# START OF Record extracts
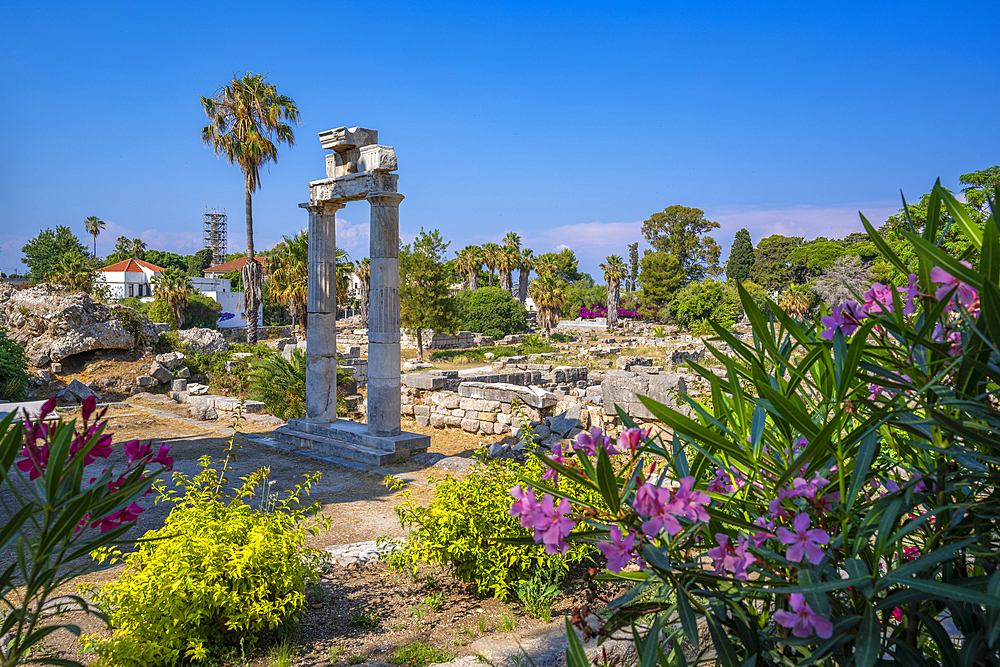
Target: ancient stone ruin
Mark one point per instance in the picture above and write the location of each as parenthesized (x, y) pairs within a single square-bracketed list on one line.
[(357, 168)]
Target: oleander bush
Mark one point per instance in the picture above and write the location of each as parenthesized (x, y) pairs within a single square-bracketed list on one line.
[(461, 528), (838, 503), (218, 574)]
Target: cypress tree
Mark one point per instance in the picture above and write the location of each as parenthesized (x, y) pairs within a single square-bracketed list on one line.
[(741, 259)]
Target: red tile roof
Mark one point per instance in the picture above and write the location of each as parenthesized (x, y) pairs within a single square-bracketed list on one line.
[(232, 265), (133, 266)]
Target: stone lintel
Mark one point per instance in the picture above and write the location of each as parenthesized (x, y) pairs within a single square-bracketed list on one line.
[(346, 138), (353, 187)]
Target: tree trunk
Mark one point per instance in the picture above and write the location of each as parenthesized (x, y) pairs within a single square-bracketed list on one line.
[(613, 300), (251, 303)]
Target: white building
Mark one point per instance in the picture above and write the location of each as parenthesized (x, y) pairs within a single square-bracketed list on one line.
[(131, 277), (134, 277)]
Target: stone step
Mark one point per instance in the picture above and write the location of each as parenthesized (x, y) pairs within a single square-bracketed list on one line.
[(344, 430), (339, 449)]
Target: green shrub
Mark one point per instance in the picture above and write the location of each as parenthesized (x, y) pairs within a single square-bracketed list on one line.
[(13, 369), (461, 526), (491, 311), (706, 300), (218, 573), (201, 312), (280, 385)]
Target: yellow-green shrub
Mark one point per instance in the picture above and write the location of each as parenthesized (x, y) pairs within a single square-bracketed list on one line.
[(460, 528), (219, 573)]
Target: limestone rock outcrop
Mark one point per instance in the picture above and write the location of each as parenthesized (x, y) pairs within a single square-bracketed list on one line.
[(205, 341), (52, 323)]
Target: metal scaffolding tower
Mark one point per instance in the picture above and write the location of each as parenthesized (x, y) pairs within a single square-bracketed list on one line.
[(214, 222)]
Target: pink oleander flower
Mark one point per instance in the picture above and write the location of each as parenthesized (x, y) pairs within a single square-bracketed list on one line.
[(631, 438), (802, 488), (803, 542), (763, 535), (730, 559), (551, 526), (802, 620), (524, 505), (726, 481), (654, 502), (618, 550), (965, 294), (690, 503), (591, 442), (846, 316)]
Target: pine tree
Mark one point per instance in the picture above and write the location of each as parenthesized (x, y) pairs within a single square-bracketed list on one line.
[(741, 258)]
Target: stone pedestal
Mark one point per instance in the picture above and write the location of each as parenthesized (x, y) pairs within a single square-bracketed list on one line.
[(383, 316)]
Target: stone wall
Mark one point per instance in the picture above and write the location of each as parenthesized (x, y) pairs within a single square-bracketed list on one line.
[(477, 407)]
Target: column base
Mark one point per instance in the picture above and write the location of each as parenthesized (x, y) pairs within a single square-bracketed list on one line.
[(350, 444)]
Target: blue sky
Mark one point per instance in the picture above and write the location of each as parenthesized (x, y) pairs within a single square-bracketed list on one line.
[(569, 123)]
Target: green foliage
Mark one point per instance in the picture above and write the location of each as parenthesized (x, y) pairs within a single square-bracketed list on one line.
[(42, 253), (741, 258), (809, 260), (771, 270), (55, 513), (461, 526), (280, 384), (13, 369), (660, 278), (681, 232), (200, 311), (418, 654), (425, 300), (218, 573), (491, 311), (706, 300), (583, 292), (538, 593), (894, 425)]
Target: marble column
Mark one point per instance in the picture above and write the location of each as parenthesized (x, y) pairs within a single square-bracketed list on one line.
[(321, 351), (383, 316)]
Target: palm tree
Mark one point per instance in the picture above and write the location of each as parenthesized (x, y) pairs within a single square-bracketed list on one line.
[(345, 267), (549, 294), (173, 287), (508, 259), (136, 247), (73, 272), (469, 260), (364, 272), (94, 226), (797, 300), (491, 257), (525, 267), (614, 271), (246, 117), (290, 275)]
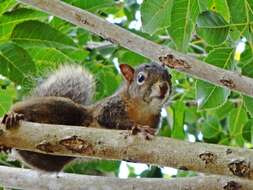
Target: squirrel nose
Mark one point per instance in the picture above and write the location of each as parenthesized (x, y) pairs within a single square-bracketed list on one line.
[(163, 89)]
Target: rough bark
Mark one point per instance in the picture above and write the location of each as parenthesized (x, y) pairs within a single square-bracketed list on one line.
[(30, 180), (119, 145), (149, 49)]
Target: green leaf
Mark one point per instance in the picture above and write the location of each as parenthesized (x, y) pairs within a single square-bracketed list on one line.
[(211, 128), (221, 7), (9, 20), (246, 62), (208, 95), (183, 18), (156, 14), (203, 5), (236, 120), (238, 12), (212, 28), (178, 120), (248, 131), (222, 111), (41, 35), (16, 64), (48, 58), (6, 98), (5, 5), (92, 6), (248, 103)]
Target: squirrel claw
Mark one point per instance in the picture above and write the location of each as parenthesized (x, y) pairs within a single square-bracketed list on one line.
[(12, 119), (146, 131)]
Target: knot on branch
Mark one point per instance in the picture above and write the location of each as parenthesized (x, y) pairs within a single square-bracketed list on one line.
[(208, 157), (173, 62), (228, 83), (45, 147), (83, 20), (239, 168), (76, 144), (232, 185)]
# END OF Record extracts
§ **The request**
Rewrite the lines of the material between the line holding "Target: green shrub" and the line holding "[(214, 222)]", inclusive, keeping the requests unchanged. Scale every x and y coordinate in the answers by 2.55, rounding each result to a whole number with halves rounded up.

§ **Expected output**
Target: green shrub
Mark one point per instance in the picture above and write the location of each as parenthesized (x, y) pairs within a single square-bracketed list on one line.
[(33, 941), (1176, 1341), (1252, 793), (1800, 765), (556, 1461), (513, 796), (714, 982)]
Target: yellow-green shrub
Mark one point per instance in the picture above and write the location of each as parenthesized (x, y) pairs within a single square-bracketed list on one line.
[(1173, 1346), (558, 1461)]
Target: limestone rock outcrop
Mark one point per instance in the picture above and write the location of each as parenthesized (x, y) pairs within a single square-bracketed list on one line.
[(523, 870), (133, 824)]
Target: metal scaffolding tower
Mark one point per instance in the picture above and write the location of each as parenthesized (x, y) pairs within a single square-bracketed list on one line.
[(546, 566)]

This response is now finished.